Result of merging 2 Gemma2 9B models gains 1B parameters somehow

jim-plus commented 4 months ago

Resulting model weights and SLERP merge formula here: https://huggingface.co/grimjim/Gemma2-Nephilim-v3-9B

An exl2 quant of the above works, but where did the extra 1B parameters come from?

ALucek commented 3 months ago

https://huggingface.co/AdamLucek/gemma2-2b-it-chinese-german

Also found this to happen with model stock and gemma2 2b

jim-plus commented 3 months ago

In the case of 9b, the fault appears to reside in the first safetensors chunk. There's a spurious lm_head.weight tensor that should be removed from that as well as model.safetensors.index.json, and after that the model size is what it should be.

ALucek commented 3 months ago

Beat me to it, same thing is happening here with lm_head.weight for the 2b model

looks like its likely something related to handling the tokenizer source

h-lunah commented 3 months ago

and how can the duplicate lm_head.weight be removed so I can merge uncensored models for max uncensorship?

ALucek commented 3 months ago

@piotr25691 Remove the entry for it from your index.json using whatever code editor, and then for the model itself you can directly edit the file with safetensors package. Here's a simplified script that will do it for you

from safetensors import safe_open
from safetensors.torch import save_file
import torch

# Path to your SafeTensors file
input_file = "path/to/your/model-00001-of-00002.safetensors"

──────────────────────────────

§ Complete the following
1. From the Gemma2 merge thread, output the passage starting at "In the case" and ending at "it should be.", word for word.
2. Extend the Gemma2 merge thread past its final line with the next part.

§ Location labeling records
──────────────────────────────

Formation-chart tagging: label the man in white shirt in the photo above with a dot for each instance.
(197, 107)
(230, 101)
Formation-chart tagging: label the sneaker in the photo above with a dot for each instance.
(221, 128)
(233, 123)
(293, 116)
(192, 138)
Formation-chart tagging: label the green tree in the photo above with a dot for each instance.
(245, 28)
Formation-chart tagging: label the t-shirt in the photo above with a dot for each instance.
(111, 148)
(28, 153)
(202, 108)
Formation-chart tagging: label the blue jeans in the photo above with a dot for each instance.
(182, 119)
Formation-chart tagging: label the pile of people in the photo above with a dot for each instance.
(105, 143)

──────────────────────────────

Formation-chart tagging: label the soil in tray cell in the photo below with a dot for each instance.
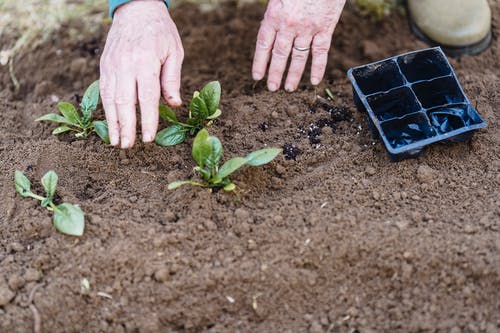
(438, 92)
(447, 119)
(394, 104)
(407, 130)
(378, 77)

──────────────────────────────

§ Responses to the exercise
1.
In the case of 9b, the fault appears to reside in the first safetensors chunk. There's a spurious lm_head.weight tensor that should be removed from that as well as model.safetensors.index.json, and after that the model size is what it should be.

2.
output_file = "path/to/your/fixed-model-00001-of-00002.safetensors"

# Load the SafeTensors file
tensors = {}
with safe_open(input_file, framework="pt", device="cpu") as f:
    for key in f.keys():
        if key != "lm_head.weight":
            tensors[key] = f.get_tensor(key)

# Save the modified tensors
save_file(tensors, output_file)

print(f"SafeTensors file without lm_head saved to {output_file}")

# Optionally, verify the removal
with safe_open(output_file, framework="pt", device="cpu") as f:
    if "lm_head.weight" not in f.keys():
        print("lm_head.weight successfully removed")
    else:
        print("Warning: lm_head.weight still present")

jukofyork commented 3 months ago

It's because the (transpose of?) lm_head is used as embedding weights too:

https://github.com/ggerganov/llama.cpp/issues/9065

IIRC, the command-r models also reuses the lm_head like this too.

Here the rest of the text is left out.